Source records
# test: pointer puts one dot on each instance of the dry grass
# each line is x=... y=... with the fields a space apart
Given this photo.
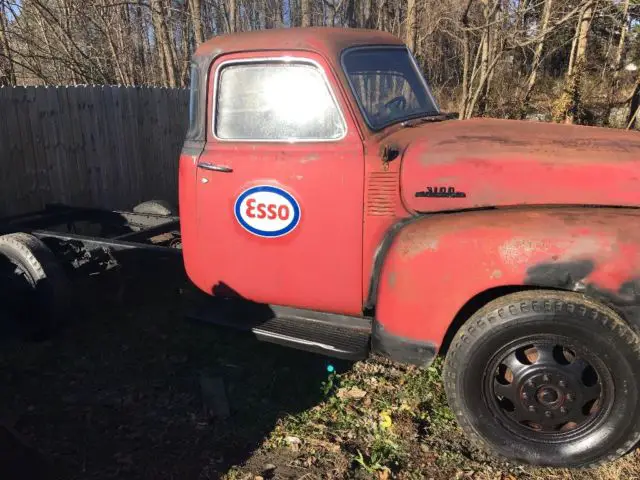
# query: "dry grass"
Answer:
x=118 y=396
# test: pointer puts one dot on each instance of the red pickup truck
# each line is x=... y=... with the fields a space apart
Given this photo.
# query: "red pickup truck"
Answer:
x=320 y=182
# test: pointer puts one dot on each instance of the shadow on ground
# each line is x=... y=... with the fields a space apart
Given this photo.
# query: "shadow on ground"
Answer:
x=119 y=393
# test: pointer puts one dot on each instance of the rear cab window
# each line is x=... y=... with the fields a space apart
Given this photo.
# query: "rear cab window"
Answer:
x=387 y=85
x=276 y=100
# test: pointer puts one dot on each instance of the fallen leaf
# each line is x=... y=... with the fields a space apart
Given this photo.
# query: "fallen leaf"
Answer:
x=385 y=420
x=353 y=392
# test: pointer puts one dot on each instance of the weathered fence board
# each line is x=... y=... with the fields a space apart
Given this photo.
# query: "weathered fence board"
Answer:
x=100 y=146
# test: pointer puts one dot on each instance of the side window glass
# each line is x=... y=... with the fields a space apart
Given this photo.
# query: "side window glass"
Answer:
x=276 y=101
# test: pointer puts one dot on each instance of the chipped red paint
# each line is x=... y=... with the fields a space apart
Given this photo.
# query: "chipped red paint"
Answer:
x=351 y=199
x=437 y=264
x=505 y=162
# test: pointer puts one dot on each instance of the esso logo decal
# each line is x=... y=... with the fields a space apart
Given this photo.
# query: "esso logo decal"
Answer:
x=267 y=211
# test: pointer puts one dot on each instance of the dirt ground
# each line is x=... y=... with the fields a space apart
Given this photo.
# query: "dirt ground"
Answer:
x=131 y=389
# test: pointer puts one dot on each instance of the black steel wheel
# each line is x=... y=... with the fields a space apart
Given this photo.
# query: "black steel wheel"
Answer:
x=155 y=207
x=546 y=378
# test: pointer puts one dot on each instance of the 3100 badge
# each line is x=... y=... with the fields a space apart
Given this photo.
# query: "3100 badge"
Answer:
x=267 y=211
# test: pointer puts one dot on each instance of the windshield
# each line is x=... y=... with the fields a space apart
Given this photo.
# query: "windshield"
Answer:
x=387 y=85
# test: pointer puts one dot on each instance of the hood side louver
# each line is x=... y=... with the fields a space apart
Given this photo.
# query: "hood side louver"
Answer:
x=381 y=193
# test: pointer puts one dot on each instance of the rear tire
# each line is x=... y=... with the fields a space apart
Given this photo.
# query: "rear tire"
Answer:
x=546 y=378
x=40 y=277
x=155 y=207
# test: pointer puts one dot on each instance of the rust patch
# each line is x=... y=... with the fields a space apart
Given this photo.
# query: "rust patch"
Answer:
x=414 y=243
x=519 y=250
x=312 y=157
x=510 y=142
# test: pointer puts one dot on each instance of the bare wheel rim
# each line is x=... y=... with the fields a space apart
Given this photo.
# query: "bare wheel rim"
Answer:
x=548 y=388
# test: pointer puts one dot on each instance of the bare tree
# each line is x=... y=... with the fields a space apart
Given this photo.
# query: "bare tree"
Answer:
x=7 y=73
x=537 y=56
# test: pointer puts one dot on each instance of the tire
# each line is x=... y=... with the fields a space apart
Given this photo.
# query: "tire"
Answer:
x=546 y=378
x=155 y=207
x=46 y=284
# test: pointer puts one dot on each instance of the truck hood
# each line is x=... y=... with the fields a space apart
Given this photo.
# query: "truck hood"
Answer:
x=479 y=163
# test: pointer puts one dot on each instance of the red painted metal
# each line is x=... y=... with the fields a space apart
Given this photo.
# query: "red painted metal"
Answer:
x=319 y=264
x=439 y=262
x=506 y=162
x=350 y=198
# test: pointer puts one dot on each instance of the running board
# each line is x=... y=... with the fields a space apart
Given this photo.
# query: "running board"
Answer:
x=328 y=334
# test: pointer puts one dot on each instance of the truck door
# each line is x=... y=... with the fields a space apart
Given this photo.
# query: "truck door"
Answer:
x=280 y=186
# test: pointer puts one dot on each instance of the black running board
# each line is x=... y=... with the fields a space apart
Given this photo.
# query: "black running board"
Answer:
x=328 y=334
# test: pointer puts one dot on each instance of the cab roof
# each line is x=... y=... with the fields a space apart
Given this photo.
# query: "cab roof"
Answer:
x=324 y=40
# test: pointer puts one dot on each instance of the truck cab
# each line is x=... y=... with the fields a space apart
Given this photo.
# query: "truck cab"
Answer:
x=321 y=184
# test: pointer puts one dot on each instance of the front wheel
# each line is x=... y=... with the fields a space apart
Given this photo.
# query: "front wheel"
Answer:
x=546 y=378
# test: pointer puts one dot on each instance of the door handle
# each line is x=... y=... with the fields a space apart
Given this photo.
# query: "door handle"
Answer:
x=215 y=168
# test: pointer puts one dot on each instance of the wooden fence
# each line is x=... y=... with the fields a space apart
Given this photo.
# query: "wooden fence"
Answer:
x=99 y=146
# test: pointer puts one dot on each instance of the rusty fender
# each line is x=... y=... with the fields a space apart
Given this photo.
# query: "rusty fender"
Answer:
x=435 y=264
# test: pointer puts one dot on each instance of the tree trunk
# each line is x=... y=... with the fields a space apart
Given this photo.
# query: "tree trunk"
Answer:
x=164 y=43
x=466 y=60
x=196 y=19
x=576 y=70
x=617 y=61
x=9 y=75
x=232 y=16
x=537 y=56
x=410 y=27
x=305 y=6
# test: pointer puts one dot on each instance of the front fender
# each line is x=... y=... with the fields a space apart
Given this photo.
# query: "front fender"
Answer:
x=435 y=264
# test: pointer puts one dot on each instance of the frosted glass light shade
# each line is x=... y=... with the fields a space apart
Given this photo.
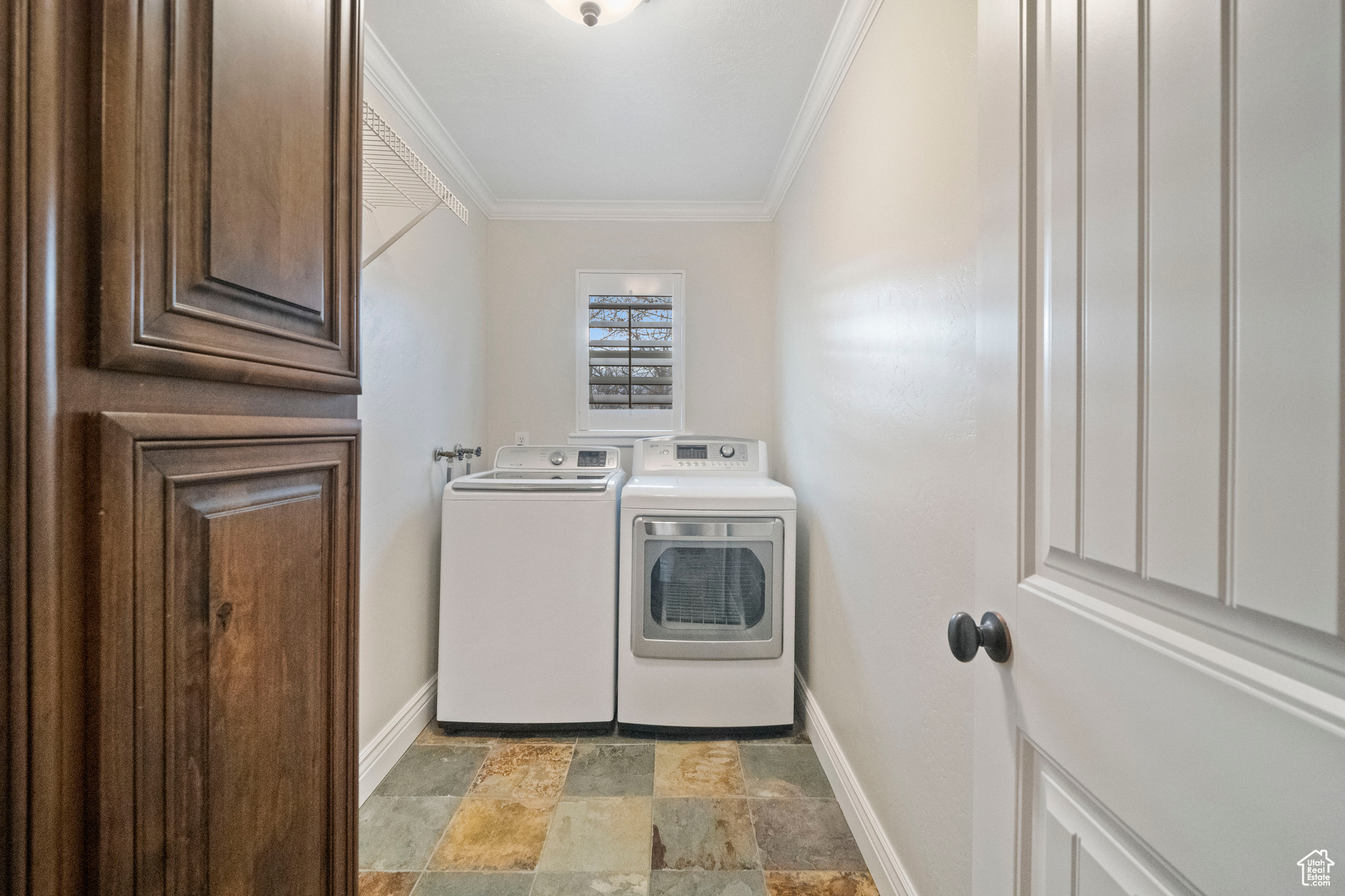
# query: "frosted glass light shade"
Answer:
x=611 y=10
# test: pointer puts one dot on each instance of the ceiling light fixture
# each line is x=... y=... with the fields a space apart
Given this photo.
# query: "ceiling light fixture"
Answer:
x=594 y=12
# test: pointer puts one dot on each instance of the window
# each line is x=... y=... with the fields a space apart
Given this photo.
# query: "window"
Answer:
x=630 y=363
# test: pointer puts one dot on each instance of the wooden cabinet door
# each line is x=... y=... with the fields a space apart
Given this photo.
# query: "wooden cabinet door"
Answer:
x=231 y=190
x=227 y=641
x=181 y=190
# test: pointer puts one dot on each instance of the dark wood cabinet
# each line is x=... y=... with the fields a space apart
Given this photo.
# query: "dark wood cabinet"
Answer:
x=227 y=634
x=231 y=192
x=179 y=359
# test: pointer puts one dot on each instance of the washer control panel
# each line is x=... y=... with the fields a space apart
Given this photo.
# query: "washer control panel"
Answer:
x=557 y=457
x=699 y=454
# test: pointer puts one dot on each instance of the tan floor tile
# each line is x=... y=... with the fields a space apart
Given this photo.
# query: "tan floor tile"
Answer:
x=386 y=883
x=523 y=771
x=602 y=834
x=820 y=883
x=494 y=834
x=697 y=769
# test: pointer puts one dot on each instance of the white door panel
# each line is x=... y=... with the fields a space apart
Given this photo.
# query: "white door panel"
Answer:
x=1202 y=763
x=1172 y=570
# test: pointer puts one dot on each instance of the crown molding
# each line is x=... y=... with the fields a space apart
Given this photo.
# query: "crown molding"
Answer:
x=845 y=41
x=847 y=37
x=390 y=81
x=628 y=210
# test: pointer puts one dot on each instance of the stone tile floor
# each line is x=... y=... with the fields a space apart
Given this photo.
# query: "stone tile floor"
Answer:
x=490 y=815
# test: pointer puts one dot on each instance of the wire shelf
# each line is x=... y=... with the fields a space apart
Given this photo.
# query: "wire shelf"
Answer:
x=396 y=177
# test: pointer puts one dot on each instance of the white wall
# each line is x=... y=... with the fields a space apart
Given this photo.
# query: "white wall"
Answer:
x=876 y=272
x=423 y=319
x=730 y=320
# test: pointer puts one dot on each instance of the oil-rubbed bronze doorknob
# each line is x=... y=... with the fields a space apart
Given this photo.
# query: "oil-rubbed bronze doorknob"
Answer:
x=966 y=637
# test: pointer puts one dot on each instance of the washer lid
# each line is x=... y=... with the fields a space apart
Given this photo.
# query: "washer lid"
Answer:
x=709 y=494
x=535 y=481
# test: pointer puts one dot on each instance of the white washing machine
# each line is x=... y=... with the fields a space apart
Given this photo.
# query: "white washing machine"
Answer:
x=707 y=587
x=527 y=590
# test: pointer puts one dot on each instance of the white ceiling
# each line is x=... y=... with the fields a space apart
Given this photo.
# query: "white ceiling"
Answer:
x=684 y=109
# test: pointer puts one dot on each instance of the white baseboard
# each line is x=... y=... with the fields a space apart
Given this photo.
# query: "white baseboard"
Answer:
x=382 y=753
x=887 y=870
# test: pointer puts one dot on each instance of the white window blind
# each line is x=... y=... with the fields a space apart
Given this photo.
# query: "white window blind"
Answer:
x=630 y=360
x=630 y=352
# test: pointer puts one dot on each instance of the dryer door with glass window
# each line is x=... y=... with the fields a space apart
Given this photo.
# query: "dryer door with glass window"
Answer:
x=708 y=589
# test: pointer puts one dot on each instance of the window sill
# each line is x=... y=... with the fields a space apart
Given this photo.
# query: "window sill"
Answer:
x=619 y=438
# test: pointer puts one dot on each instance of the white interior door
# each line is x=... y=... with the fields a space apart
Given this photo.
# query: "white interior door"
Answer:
x=1161 y=377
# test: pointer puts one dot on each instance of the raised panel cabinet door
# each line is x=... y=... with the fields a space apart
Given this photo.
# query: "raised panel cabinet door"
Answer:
x=228 y=654
x=231 y=190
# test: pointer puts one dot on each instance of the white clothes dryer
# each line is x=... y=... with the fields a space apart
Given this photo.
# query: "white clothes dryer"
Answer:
x=707 y=587
x=527 y=590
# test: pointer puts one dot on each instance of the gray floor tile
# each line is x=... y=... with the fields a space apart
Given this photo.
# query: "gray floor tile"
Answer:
x=591 y=884
x=783 y=771
x=707 y=883
x=617 y=735
x=713 y=834
x=397 y=833
x=433 y=771
x=472 y=883
x=805 y=834
x=611 y=770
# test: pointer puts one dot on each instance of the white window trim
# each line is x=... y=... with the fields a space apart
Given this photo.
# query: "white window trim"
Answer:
x=581 y=363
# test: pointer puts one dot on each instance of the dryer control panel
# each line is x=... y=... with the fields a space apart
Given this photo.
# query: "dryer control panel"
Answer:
x=686 y=454
x=557 y=457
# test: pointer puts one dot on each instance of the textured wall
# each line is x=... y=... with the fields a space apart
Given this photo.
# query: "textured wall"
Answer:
x=730 y=320
x=423 y=331
x=876 y=247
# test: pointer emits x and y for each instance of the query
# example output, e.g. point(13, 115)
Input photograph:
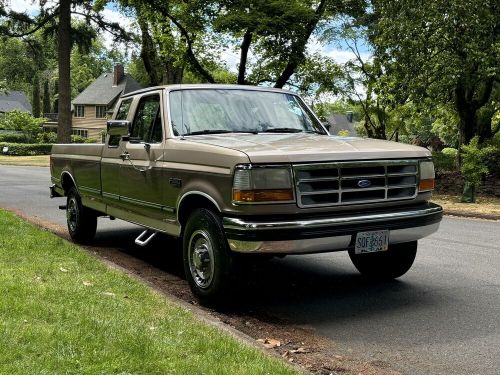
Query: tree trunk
point(148, 54)
point(245, 45)
point(63, 54)
point(46, 97)
point(36, 97)
point(298, 47)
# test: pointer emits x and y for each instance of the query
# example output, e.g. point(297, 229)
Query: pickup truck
point(238, 170)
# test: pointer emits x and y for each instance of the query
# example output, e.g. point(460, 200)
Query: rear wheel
point(390, 264)
point(82, 221)
point(206, 256)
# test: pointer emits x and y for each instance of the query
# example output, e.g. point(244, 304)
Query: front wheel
point(82, 221)
point(206, 256)
point(390, 264)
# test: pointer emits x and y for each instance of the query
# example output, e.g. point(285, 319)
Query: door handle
point(125, 156)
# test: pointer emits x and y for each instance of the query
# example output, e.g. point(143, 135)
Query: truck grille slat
point(344, 183)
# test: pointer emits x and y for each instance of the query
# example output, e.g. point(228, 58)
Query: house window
point(100, 111)
point(79, 111)
point(81, 132)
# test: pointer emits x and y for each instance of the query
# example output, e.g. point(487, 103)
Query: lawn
point(483, 205)
point(64, 311)
point(37, 160)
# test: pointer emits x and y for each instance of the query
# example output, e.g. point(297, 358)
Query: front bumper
point(329, 233)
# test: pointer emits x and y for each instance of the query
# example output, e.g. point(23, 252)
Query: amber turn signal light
point(275, 195)
point(426, 185)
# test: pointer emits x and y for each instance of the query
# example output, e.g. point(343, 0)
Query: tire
point(82, 221)
point(386, 265)
point(206, 256)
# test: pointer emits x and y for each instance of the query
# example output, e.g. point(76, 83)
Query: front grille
point(343, 183)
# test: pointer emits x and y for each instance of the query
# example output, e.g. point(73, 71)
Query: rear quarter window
point(123, 109)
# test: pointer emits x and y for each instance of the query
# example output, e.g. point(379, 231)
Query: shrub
point(23, 122)
point(26, 149)
point(444, 161)
point(80, 139)
point(450, 151)
point(474, 161)
point(47, 137)
point(12, 137)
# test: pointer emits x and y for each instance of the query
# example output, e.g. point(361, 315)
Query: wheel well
point(67, 182)
point(192, 202)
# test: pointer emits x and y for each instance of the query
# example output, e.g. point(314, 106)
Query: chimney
point(118, 74)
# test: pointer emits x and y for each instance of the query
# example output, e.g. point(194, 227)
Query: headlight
point(262, 184)
point(427, 176)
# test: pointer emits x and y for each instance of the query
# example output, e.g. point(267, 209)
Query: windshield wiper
point(281, 130)
point(220, 131)
point(209, 131)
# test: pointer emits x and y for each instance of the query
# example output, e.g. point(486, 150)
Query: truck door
point(111, 162)
point(141, 180)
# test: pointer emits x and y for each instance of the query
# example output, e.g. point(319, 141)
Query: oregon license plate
point(371, 242)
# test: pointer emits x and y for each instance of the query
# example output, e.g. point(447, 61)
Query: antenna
point(182, 110)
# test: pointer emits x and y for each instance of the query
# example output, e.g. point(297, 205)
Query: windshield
point(213, 111)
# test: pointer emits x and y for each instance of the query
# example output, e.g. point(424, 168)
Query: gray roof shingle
point(14, 100)
point(102, 91)
point(340, 121)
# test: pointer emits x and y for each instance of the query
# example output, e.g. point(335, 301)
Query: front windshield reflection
point(214, 111)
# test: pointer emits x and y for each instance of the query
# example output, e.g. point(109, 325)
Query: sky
point(340, 54)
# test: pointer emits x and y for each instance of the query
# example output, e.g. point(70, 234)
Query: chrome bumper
point(328, 233)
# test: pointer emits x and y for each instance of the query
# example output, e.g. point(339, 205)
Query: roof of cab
point(206, 86)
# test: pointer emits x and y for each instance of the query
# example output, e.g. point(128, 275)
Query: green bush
point(80, 139)
point(474, 159)
point(13, 137)
point(26, 149)
point(22, 122)
point(444, 161)
point(47, 137)
point(450, 151)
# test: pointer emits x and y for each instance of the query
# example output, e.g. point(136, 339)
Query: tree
point(275, 33)
point(46, 97)
point(55, 19)
point(36, 105)
point(445, 50)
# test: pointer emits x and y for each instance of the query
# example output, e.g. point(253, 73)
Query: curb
point(472, 215)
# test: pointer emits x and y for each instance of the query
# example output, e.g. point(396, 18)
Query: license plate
point(371, 242)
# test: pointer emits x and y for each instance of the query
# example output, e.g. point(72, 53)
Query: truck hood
point(306, 147)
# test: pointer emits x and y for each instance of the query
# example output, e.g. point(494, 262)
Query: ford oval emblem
point(364, 183)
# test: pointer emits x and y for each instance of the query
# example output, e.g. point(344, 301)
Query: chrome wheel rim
point(72, 213)
point(201, 258)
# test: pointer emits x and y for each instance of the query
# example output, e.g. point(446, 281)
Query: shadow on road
point(303, 289)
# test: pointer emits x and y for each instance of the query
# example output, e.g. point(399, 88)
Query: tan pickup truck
point(237, 170)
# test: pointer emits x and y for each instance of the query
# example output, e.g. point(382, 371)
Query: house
point(341, 121)
point(14, 100)
point(92, 106)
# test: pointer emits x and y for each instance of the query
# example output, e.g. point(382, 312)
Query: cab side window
point(147, 126)
point(122, 114)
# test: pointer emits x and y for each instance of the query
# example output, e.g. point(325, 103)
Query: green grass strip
point(62, 311)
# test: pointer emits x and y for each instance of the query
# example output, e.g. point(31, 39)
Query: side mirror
point(120, 128)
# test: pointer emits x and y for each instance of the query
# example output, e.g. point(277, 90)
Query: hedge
point(444, 162)
point(12, 137)
point(25, 149)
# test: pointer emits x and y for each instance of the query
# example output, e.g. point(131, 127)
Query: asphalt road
point(443, 317)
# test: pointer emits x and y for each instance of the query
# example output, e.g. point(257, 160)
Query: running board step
point(139, 240)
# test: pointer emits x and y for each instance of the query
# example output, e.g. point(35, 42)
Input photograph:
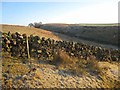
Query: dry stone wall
point(41, 48)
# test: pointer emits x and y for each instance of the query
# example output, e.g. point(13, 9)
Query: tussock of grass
point(75, 65)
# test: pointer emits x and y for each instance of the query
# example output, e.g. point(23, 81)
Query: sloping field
point(100, 33)
point(29, 31)
point(49, 34)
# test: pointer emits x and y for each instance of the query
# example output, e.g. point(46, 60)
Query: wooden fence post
point(28, 53)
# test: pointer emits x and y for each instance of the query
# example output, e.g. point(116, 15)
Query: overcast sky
point(86, 11)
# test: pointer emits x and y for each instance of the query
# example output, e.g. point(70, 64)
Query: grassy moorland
point(100, 33)
point(61, 72)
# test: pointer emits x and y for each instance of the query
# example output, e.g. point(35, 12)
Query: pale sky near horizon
point(88, 11)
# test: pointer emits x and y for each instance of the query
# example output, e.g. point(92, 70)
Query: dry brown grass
point(74, 65)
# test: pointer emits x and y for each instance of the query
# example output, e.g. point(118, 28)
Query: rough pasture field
point(62, 72)
point(100, 33)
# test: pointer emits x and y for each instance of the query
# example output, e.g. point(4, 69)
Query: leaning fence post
point(28, 53)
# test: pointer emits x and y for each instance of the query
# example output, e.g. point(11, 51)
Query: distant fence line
point(21, 45)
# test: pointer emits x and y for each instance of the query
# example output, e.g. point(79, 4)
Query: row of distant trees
point(35, 24)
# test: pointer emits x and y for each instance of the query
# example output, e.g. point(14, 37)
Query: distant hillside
point(29, 31)
point(100, 33)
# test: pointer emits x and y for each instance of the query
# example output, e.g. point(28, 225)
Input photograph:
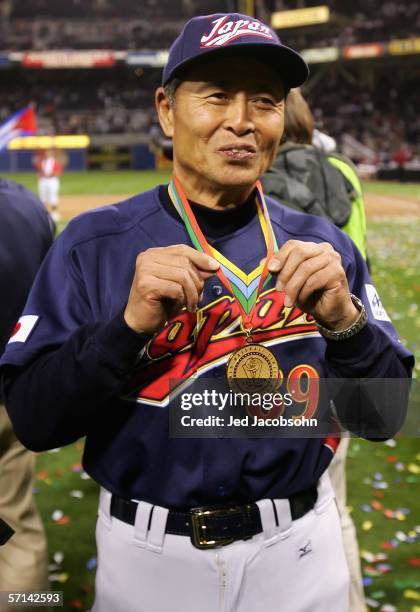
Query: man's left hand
point(313, 279)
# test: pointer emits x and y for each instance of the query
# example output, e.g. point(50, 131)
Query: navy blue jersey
point(25, 236)
point(87, 373)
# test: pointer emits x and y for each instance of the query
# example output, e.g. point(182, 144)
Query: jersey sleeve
point(371, 370)
point(361, 285)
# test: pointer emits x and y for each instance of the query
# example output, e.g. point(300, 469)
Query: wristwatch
point(354, 328)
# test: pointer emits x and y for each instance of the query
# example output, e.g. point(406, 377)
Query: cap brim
point(290, 66)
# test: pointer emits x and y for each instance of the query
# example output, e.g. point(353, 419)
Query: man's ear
point(164, 111)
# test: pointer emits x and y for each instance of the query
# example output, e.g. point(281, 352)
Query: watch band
point(354, 328)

What is expected
Return a copy of each line in the entries that carries the string "machine".

Answer to this problem
# test: pointer puts one dot on each instance of the white washing machine
# query: "white washing machine"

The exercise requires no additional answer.